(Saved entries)
+ + +

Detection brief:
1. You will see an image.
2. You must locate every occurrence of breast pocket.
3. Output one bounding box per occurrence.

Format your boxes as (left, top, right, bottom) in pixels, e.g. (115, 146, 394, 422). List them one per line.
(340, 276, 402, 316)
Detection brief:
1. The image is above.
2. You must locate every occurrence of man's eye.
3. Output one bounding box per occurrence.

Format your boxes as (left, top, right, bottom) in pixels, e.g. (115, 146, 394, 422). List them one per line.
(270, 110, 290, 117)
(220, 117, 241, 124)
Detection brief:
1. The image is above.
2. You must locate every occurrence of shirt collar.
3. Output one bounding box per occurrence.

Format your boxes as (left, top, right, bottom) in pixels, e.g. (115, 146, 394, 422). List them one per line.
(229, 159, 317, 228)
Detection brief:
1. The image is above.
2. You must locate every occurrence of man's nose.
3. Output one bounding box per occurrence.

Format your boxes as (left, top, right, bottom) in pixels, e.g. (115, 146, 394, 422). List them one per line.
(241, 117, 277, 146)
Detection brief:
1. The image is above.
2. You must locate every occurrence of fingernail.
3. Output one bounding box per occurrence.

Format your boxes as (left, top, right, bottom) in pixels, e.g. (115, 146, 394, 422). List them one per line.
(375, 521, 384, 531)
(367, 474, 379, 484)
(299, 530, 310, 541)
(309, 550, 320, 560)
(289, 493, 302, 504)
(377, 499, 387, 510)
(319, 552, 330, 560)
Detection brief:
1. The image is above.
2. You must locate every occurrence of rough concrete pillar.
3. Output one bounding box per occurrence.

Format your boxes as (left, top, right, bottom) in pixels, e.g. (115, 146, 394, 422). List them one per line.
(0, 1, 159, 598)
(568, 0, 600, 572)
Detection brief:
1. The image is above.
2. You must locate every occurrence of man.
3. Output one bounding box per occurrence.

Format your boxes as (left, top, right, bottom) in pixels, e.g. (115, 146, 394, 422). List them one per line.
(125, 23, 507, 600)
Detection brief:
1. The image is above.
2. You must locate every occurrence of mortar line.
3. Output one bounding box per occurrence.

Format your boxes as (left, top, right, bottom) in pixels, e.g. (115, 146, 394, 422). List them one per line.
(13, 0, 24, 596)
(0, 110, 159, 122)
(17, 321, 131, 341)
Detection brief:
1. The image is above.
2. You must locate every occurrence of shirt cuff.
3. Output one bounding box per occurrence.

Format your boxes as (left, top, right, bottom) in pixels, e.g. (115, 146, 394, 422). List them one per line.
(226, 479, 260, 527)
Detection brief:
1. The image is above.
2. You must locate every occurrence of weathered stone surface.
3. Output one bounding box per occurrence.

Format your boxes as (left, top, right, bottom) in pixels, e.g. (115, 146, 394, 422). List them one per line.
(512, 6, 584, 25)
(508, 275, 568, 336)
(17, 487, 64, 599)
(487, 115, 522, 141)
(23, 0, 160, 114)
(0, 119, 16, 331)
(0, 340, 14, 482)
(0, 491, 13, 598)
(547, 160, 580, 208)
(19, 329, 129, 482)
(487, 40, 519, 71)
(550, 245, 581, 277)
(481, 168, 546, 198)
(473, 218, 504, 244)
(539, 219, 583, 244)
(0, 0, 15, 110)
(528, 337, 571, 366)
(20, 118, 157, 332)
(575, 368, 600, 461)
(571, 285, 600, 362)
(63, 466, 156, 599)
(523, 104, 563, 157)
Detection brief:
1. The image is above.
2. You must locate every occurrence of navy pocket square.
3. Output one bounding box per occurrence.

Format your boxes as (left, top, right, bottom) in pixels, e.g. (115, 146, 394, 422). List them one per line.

+ + +

What you need to do: Having gone through the data above, repeat it exactly.

Answer to the problem:
Detection brief:
1. You will see an image.
2. You must locate every occurrence of breast pocket.
3. Output one bounding box per occurrence.

Format your boxes as (left, top, right, bottom) in pixels, e.g. (115, 146, 394, 422). List them one per line.
(340, 276, 402, 316)
Detection brief:
1. The image is above.
2. You must locate every occurrence of man's eye.
3. Output one bounding box per occurrence.

Format your boxes as (left, top, right, bottom) in pixels, e.g. (115, 146, 394, 422). List them one per line.
(270, 110, 290, 117)
(220, 117, 241, 124)
Detection brief:
1. The image is above.
2. You must locate every occurrence of shirt collar.
3. Output one bounding box per occurrence.

Format your boxes as (left, top, right, bottom) in pixels, e.g. (115, 146, 394, 422). List them one per line.
(229, 159, 317, 228)
Detection brief:
1. The image is above.
2. You must locate every occurrence of man's nose.
3. Output one bounding box per occurrence.

Format your boxes as (left, top, right, bottom) in pixels, e.g. (115, 146, 394, 422). List them one per line.
(241, 117, 277, 146)
Detection brief:
1. The image is above.
2. You must locate every occurrence of fingernail.
3. Output one bounding box per occurrence.

Format your boxes as (left, top, right, bottom) in pixels, e.g. (115, 146, 394, 422). List them one per line.
(375, 521, 384, 531)
(367, 474, 379, 484)
(299, 530, 310, 541)
(309, 550, 320, 560)
(289, 493, 302, 504)
(377, 499, 387, 510)
(319, 552, 330, 560)
Detection brief:
1. The image is above.
2. You must locate every occurrence of rough concrete pillar.
3. Output one bounding box per occurrence.

Format your boxes as (left, top, right, bottom) in pixels, e.g. (115, 146, 394, 422). List them one per line.
(0, 1, 159, 598)
(568, 0, 600, 572)
Detection brief:
1. The image is above.
2. You must locate every occurrence of man.
3. Output one bounding box per occurrence.

Format your boxes as (left, top, right, bottom) in pixels, e.g. (115, 146, 394, 422). List them one per line.
(125, 23, 507, 600)
Detection brief:
1. The image is above.
2. You must locate every occurrence of mortar line.
3. Output one bounding box per occurrence.

Format your boxes as (left, top, right, bottom) in pixels, e.g. (115, 146, 394, 422). List them one per line.
(13, 0, 24, 596)
(0, 110, 159, 122)
(17, 321, 131, 341)
Detection brief:
1. The image is above.
2. You must locate every occurrence of shirt cuff.
3. Output one bounding box per occurrence.

Format your boxes as (left, top, right, bottom) in pixels, e.g. (115, 146, 394, 422). List them one per line.
(226, 479, 260, 527)
Detection brief:
1. The image is above.
2. You must locate every occurrence of weathered stone surface.
3. Output one bounding box per occurrence.

Format your boxes as (left, top, right, bottom) in pixels, e.g. (115, 146, 394, 422). List them one per line.
(512, 6, 584, 25)
(508, 275, 568, 336)
(17, 487, 64, 599)
(487, 115, 522, 141)
(23, 0, 160, 114)
(0, 119, 16, 331)
(0, 340, 14, 482)
(0, 491, 13, 598)
(547, 160, 580, 208)
(19, 329, 129, 482)
(487, 40, 519, 71)
(550, 245, 581, 277)
(481, 168, 546, 198)
(473, 218, 504, 244)
(539, 219, 583, 244)
(0, 0, 15, 110)
(528, 337, 571, 366)
(20, 118, 157, 332)
(575, 368, 600, 461)
(571, 285, 600, 362)
(63, 466, 156, 599)
(523, 104, 563, 157)
Detection brief:
1. The image is above.
2. You must locate every occurrence of navy pocket square.
3. Output one bounding box per occurrence.

Format your boxes as (left, top, right, bottom) in pixels, e.g. (115, 146, 394, 422). List them one per line.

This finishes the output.